THE RECORDS

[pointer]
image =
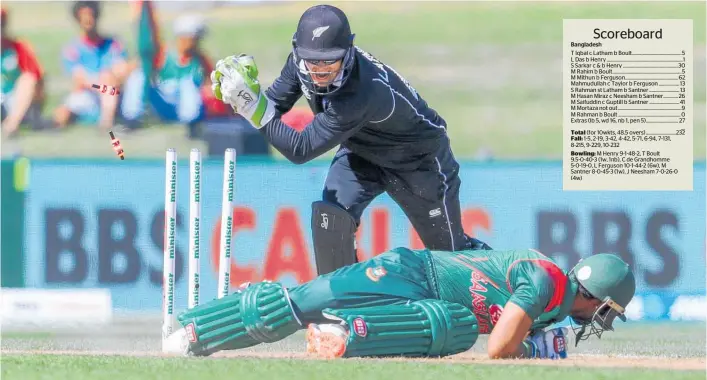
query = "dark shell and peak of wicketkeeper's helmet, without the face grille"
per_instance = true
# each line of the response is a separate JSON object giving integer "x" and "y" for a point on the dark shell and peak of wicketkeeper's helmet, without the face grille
{"x": 323, "y": 33}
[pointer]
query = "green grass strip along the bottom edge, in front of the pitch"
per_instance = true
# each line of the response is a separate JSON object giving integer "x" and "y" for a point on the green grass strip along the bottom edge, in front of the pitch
{"x": 134, "y": 368}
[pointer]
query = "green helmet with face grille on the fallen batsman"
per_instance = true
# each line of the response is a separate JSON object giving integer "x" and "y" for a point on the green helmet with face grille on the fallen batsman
{"x": 609, "y": 279}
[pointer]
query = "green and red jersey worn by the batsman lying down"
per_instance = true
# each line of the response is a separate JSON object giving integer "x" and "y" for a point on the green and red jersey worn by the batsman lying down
{"x": 485, "y": 281}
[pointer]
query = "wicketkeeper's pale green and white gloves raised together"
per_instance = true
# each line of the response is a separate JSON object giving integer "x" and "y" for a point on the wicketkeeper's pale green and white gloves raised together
{"x": 234, "y": 81}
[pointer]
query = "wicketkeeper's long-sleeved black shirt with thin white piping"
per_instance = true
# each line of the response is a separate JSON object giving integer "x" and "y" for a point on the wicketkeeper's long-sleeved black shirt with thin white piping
{"x": 377, "y": 115}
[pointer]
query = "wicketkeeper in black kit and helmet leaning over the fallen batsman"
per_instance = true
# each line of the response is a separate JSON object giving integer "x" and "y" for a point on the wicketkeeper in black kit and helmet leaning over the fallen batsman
{"x": 390, "y": 139}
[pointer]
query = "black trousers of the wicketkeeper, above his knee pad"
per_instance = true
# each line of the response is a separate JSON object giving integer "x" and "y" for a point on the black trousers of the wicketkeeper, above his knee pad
{"x": 429, "y": 195}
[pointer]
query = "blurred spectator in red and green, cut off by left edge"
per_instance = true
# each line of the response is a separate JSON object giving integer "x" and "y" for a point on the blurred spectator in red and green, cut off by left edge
{"x": 22, "y": 83}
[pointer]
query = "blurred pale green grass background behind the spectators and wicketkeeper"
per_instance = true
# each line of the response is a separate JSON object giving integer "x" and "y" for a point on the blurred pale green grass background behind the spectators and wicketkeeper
{"x": 493, "y": 70}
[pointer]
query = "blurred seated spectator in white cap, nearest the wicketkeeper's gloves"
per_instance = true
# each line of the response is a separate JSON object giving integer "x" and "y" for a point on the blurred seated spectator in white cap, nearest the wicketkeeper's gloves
{"x": 180, "y": 88}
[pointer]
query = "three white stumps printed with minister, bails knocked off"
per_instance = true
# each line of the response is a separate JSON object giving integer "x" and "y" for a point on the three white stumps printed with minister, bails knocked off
{"x": 194, "y": 266}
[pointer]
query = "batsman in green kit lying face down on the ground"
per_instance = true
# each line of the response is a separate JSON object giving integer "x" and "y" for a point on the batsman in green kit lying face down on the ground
{"x": 420, "y": 303}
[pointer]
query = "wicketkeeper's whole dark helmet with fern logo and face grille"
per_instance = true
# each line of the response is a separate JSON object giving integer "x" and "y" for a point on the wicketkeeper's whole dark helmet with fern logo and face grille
{"x": 323, "y": 34}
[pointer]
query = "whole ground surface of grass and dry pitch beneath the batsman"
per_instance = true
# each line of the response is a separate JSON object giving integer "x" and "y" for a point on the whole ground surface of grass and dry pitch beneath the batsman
{"x": 130, "y": 350}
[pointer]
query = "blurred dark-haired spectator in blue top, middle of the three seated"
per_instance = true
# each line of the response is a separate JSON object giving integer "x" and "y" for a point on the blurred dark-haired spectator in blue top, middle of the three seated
{"x": 91, "y": 58}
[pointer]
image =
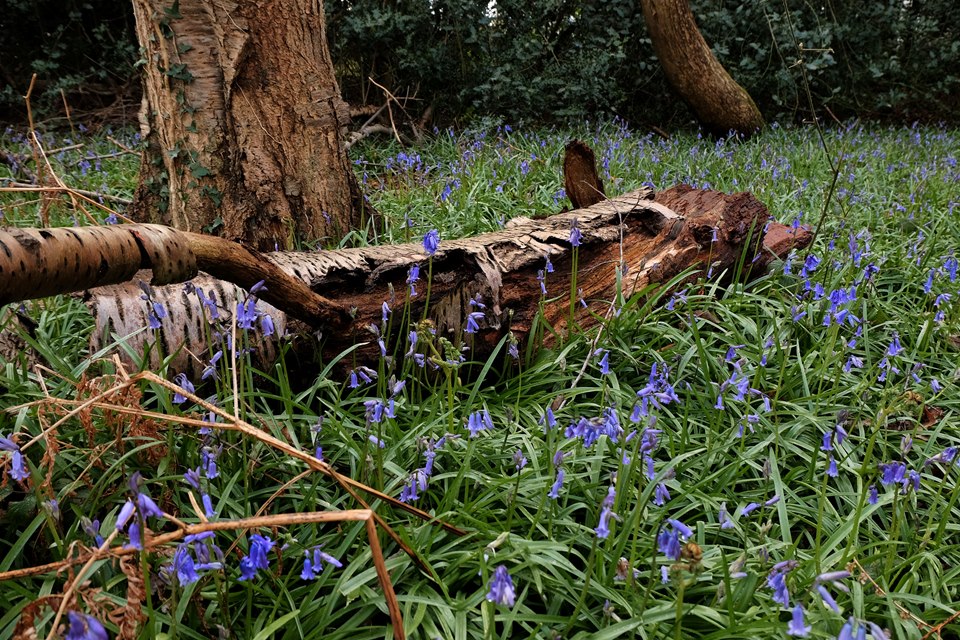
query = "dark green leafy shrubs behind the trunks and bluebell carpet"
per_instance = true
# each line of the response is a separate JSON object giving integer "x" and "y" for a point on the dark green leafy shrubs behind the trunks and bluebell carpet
{"x": 549, "y": 59}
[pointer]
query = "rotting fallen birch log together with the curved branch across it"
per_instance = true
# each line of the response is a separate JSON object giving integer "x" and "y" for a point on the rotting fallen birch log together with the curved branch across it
{"x": 650, "y": 237}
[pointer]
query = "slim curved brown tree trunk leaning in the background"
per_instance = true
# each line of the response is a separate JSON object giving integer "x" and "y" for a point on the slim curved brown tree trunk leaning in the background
{"x": 720, "y": 103}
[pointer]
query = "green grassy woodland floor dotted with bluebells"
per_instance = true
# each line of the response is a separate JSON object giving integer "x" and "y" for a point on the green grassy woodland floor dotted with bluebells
{"x": 777, "y": 458}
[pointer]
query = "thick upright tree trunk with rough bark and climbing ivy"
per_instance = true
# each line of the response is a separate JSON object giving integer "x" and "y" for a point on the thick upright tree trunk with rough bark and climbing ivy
{"x": 242, "y": 121}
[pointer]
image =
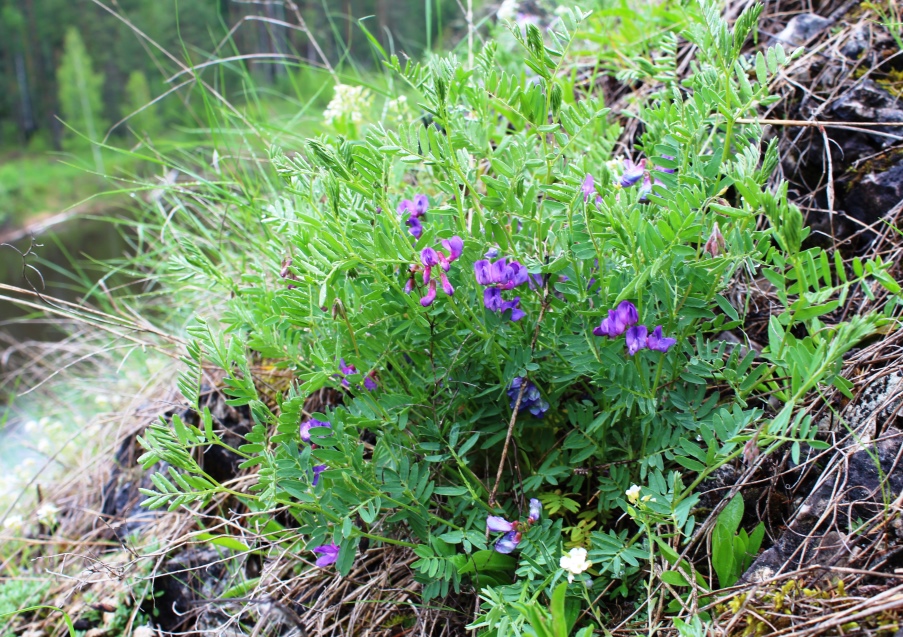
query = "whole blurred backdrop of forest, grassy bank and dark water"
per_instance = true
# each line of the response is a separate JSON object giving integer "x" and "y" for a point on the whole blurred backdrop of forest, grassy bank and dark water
{"x": 90, "y": 90}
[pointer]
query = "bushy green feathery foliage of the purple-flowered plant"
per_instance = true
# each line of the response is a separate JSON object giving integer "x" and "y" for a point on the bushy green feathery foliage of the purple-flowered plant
{"x": 331, "y": 287}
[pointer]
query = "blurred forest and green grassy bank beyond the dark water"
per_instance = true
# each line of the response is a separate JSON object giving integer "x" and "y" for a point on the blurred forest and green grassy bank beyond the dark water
{"x": 72, "y": 70}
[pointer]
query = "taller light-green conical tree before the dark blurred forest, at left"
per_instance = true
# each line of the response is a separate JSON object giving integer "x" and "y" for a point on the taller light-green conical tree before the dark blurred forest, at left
{"x": 81, "y": 102}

EXERCISE BRIEF
Return all the records exactly, excluding images.

RESULT OF THIS TASK
[pointer]
image =
query = "dark shell and peak of wicketkeeper's helmet, without the face grille"
per_instance = true
# each line of the response is a separate JSON object giving integer "x" and "y" for a point on the dark shell and peak of wicketkeeper's helmet, without the face grille
{"x": 323, "y": 33}
[pointer]
query = "green grass strip along the bottom edge, in front of the pitch"
per_instance = true
# each line of the response is a separate JSON object giving integer "x" and "y" for a point on the green grass strip along the bottom edge, in front of the pitch
{"x": 134, "y": 368}
[pointer]
query = "green helmet with face grille on the fallen batsman"
per_instance = true
# each line of the response is a separate JSON object giving integer "x" and "y" for a point on the green helmet with face grille on the fallen batsman
{"x": 609, "y": 279}
[pointer]
query = "green and red jersey worn by the batsman lying down"
per_instance = true
# each line of the response is a separate JSON object giving integer "x" and "y" for a point on the green and red jersey worn by the batsman lying down
{"x": 485, "y": 281}
[pointer]
query = "wicketkeeper's pale green and white gloves raised together"
per_instance = true
# each line of the response is a separate JSON object giving integer "x" and "y" for a point on the wicketkeeper's pale green and white gloves raised together
{"x": 234, "y": 81}
[pointer]
query = "wicketkeeper's long-sleeved black shirt with thin white piping"
per_instance = true
# each line of the response is a separate JSON object giving integer "x" and "y" for a point on the wicketkeeper's long-sleeved black shirt with thin white piping
{"x": 377, "y": 115}
[pointer]
query = "wicketkeeper in black kit and helmet leaning over the fallen batsman"
per_instance = true
# each line of the response is a separate JSON object giving integer "x" and "y" for a point on the wicketkeeper in black kit and helmet leaning over the fallen batsman
{"x": 390, "y": 139}
[pointer]
query = "black trousers of the wicketkeeper, above his knee pad"
per_instance = true
# each line of the response is a separate JSON object giving integer "x" and "y" for a point on the black trousers of the wicketkeeper, above his knee pad
{"x": 429, "y": 195}
[pointer]
query = "blurred spectator in red and green, cut off by left edge"
per_instance = true
# each line of the response is a separate JSON object giving integer "x" and "y" for a point on the blurred spectator in red and green, cut off by left edge
{"x": 22, "y": 83}
[pointer]
query = "blurred pale green grass background behind the spectators and wicketkeeper"
per_instance = true
# each line of the response is a separate JSON object giving integer "x" and "y" for a point on the blurred pale green grass background behind the spectators and wicketkeeper
{"x": 493, "y": 70}
[pointer]
query = "blurred seated spectator in white cap, nearest the wicketkeeper's gloves"
per_instance = true
# each line of the response is a separate JSON object giving integer "x" and "y" for a point on the blurred seated spectator in white cap, nearest the wicketkeeper's gloves
{"x": 180, "y": 88}
[pointer]
query = "three white stumps printed with minister, bails knocked off"
per_instance = true
# each line of the response is a separate JSON object giving integer "x" and "y" for a point on the three white stumps printed with minister, bails knocked off
{"x": 194, "y": 266}
[pointer]
query = "batsman in green kit lying face down on the ground"
per_instance = true
# each line of the response is a separate JSON object giving integer "x" and "y" for a point on the batsman in green kit lying face down on the ground
{"x": 420, "y": 303}
[pointer]
query = "wicketkeeper's whole dark helmet with fern logo and face grille"
per_instance = true
# each line of the response is a separate JSON object giving integer "x" and "y" for a point on the wicketkeeper's whole dark helmet with fern logo and face grille
{"x": 323, "y": 34}
[pointer]
query = "whole ground surface of grass and dry pitch beneath the batsman"
per_instance = true
# each line of the response is a separate JSON object giving integer "x" and "y" for a point on the whole ground surface of grass and dry pitch beneath the batsman
{"x": 130, "y": 350}
[pointer]
query = "blurred dark-haired spectator in blue top, middle of the three seated"
per_instance = true
# each line of the response is a separate JSON object giving integer "x" and "y" for a point on the blurred dark-haired spectator in blue top, middle of the three seated
{"x": 91, "y": 58}
[pointer]
image =
query = "dark green leafy shrubs behind the trunks and bluebell carpet"
per_instance = true
# each line of the response is a separate JSON object giving integer "x" and "y" for a point on the dark green leafy shrubs behind the trunks and bluebell carpet
{"x": 549, "y": 59}
[pointer]
query = "rotting fallen birch log together with the curved branch across it"
per_instance = true
# each line of the response is a separate JSON object giving integer "x" and "y" for a point on the rotting fallen birch log together with the curved branch across it
{"x": 650, "y": 237}
[pointer]
query = "slim curved brown tree trunk leaning in the background"
per_instance = true
# each line of the response is a separate JSON object giving integer "x" and "y" for a point on the slim curved brown tree trunk leaning in the background
{"x": 720, "y": 103}
[pointer]
query = "green grassy woodland floor dotted with bluebells"
per_instance = true
# each line of the response is a separate JSON object giving integer "x" and "y" for a point on the green grassy woodland floor dotted with bluebells
{"x": 777, "y": 458}
[pointer]
query = "thick upright tree trunk with rough bark and climbing ivy"
per_instance = true
# each line of the response is a separate JSON object giving integer "x" and "y" for a point on the thick upright tree trunk with rough bark and climbing ivy
{"x": 242, "y": 121}
[pointer]
image =
query = "whole blurred backdrop of forest, grassy bank and dark water"
per_instance = true
# each line of the response is a separate JSON object giving integer "x" and "y" for a point on the whole blurred backdrop of forest, grassy bank and dark water
{"x": 90, "y": 90}
[pointer]
query = "bushy green feathery foliage of the purple-flowered plant"
per_instance = true
# each line of the response is a separate JSON object giving integer "x" and "y" for a point on the bushy green feathery foliage of the purple-flowered plant
{"x": 331, "y": 287}
[pointer]
query = "blurred forest and green grassy bank beyond the dark water"
per_instance = true
# each line of the response is a separate JSON object giving integer "x" and "y" for a point on the blurred forest and green grassy bank beyond the dark water
{"x": 72, "y": 70}
[pointer]
query = "taller light-green conical tree before the dark blurred forest, at left"
per_instance = true
# each line of the response is a separate JSON object giving integer "x" and "y" for a point on the taller light-green conical tree before the dark blurred forest, at left
{"x": 81, "y": 102}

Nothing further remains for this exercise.